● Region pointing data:
__________

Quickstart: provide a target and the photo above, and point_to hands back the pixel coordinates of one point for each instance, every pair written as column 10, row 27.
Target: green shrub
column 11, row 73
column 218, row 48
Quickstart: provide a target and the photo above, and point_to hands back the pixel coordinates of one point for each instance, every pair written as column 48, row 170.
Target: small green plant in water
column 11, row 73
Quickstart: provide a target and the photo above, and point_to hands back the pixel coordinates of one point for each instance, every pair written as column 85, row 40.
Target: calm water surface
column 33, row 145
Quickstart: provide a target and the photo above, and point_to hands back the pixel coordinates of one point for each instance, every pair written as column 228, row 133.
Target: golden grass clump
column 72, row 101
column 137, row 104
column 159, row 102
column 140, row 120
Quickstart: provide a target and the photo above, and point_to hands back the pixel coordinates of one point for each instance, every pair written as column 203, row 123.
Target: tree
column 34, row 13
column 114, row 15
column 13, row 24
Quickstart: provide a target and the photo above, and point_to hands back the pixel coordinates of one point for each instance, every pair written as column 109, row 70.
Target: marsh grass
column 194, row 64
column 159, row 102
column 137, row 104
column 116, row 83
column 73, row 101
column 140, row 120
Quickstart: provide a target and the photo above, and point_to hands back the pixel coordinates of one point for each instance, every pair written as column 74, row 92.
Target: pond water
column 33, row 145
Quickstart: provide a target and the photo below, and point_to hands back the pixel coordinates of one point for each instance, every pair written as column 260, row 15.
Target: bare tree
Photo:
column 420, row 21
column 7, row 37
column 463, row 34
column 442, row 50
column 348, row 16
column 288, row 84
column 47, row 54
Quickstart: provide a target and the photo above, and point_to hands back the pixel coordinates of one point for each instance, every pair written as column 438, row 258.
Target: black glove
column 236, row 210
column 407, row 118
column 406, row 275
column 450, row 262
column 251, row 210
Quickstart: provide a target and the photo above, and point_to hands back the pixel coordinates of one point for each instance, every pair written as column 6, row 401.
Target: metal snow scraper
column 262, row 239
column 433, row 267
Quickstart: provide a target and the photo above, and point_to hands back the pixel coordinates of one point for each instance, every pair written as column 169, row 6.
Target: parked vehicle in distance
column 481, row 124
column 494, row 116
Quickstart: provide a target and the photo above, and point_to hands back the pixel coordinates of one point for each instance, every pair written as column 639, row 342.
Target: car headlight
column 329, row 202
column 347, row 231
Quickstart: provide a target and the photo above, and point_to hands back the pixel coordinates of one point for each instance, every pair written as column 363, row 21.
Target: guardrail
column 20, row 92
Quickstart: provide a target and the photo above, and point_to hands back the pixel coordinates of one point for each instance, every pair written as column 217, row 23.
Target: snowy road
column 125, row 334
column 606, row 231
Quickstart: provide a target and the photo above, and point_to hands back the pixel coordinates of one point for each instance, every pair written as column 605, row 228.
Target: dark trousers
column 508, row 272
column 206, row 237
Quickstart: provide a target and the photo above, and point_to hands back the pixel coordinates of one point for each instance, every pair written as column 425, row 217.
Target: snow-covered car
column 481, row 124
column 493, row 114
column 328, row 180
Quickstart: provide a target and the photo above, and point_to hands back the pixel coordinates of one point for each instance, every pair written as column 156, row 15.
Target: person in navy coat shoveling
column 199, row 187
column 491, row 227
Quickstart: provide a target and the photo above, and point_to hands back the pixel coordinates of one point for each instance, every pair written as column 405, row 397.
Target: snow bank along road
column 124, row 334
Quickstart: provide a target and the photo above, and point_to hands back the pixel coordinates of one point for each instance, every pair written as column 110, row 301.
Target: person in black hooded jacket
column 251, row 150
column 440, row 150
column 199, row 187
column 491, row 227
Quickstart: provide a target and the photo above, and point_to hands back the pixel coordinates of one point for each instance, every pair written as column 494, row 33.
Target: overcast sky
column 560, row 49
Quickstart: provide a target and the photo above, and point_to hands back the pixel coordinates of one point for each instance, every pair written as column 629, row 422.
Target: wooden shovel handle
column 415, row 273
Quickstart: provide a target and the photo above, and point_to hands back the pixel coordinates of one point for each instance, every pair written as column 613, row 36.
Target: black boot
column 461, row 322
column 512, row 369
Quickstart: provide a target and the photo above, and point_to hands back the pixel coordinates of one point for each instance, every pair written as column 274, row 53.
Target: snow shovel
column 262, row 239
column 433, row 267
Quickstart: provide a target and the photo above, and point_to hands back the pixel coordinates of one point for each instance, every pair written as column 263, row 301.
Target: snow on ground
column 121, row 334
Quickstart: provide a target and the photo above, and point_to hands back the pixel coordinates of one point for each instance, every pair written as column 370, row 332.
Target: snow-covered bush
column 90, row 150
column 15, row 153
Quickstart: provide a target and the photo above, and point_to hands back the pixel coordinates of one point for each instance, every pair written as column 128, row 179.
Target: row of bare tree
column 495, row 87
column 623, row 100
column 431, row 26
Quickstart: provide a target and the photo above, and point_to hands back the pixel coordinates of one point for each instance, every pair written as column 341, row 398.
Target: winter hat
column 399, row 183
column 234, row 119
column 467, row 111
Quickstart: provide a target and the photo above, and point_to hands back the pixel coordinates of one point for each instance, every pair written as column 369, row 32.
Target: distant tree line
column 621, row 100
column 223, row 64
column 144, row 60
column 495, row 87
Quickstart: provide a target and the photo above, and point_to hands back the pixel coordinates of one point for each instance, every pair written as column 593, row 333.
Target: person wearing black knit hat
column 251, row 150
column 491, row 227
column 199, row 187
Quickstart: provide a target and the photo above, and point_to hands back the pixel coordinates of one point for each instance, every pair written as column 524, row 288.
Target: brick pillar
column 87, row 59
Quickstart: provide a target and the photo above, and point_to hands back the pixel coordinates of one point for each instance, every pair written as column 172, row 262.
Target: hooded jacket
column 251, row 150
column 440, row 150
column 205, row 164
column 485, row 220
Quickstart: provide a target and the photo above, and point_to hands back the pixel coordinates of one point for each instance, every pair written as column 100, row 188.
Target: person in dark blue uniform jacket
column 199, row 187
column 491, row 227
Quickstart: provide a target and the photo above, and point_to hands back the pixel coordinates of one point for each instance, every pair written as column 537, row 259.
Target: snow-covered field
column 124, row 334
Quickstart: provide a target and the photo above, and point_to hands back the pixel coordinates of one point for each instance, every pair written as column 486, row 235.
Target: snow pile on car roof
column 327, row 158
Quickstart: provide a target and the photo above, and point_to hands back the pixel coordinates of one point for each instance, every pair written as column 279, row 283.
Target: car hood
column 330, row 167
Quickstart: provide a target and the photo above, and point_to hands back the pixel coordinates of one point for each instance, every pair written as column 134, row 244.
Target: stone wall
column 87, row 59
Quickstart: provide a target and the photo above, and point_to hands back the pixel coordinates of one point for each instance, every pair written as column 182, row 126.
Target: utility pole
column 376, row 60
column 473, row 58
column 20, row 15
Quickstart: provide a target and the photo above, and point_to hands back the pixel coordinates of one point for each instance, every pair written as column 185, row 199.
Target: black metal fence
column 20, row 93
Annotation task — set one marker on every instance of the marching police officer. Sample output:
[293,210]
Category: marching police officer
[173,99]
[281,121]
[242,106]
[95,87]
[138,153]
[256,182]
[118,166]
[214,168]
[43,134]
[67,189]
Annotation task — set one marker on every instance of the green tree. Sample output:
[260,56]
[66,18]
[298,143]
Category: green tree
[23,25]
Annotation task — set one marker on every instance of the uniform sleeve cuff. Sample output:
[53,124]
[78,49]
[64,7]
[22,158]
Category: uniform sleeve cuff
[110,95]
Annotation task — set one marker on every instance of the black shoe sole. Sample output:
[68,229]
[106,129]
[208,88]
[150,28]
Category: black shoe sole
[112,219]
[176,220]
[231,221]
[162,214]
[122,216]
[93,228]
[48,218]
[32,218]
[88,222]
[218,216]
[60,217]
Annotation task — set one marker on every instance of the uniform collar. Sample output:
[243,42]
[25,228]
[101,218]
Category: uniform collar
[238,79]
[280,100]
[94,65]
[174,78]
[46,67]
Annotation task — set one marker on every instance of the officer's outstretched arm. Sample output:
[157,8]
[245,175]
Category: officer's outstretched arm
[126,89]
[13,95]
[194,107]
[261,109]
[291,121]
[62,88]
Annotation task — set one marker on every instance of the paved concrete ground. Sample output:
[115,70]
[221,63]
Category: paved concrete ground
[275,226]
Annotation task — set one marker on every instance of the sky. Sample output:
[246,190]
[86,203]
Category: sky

__________

● Aim of the exercise: For each line in the data that contains the string "output", give a copy of that line.

● Result below:
Annotation task — set one marker on every instance of the marching police officer. Sample output:
Annotation task — set one marker on every instance of the green tree. Sample output:
Annotation task — set one marker on every instance of the uniform sleeve cuff. Sample output:
Annotation task — set one marker on every instance of the black shoe sole. Sample output:
Annotation task — set one marker on every instance of the uniform collar. Sample output:
Annotation task — set one marker on every instance of the officer's outstretched arm. Sample output:
Annotation task — set one marker on every instance of the paved concrete ground. Sample output:
Annotation task — set one marker on every instance of the sky. Sample output:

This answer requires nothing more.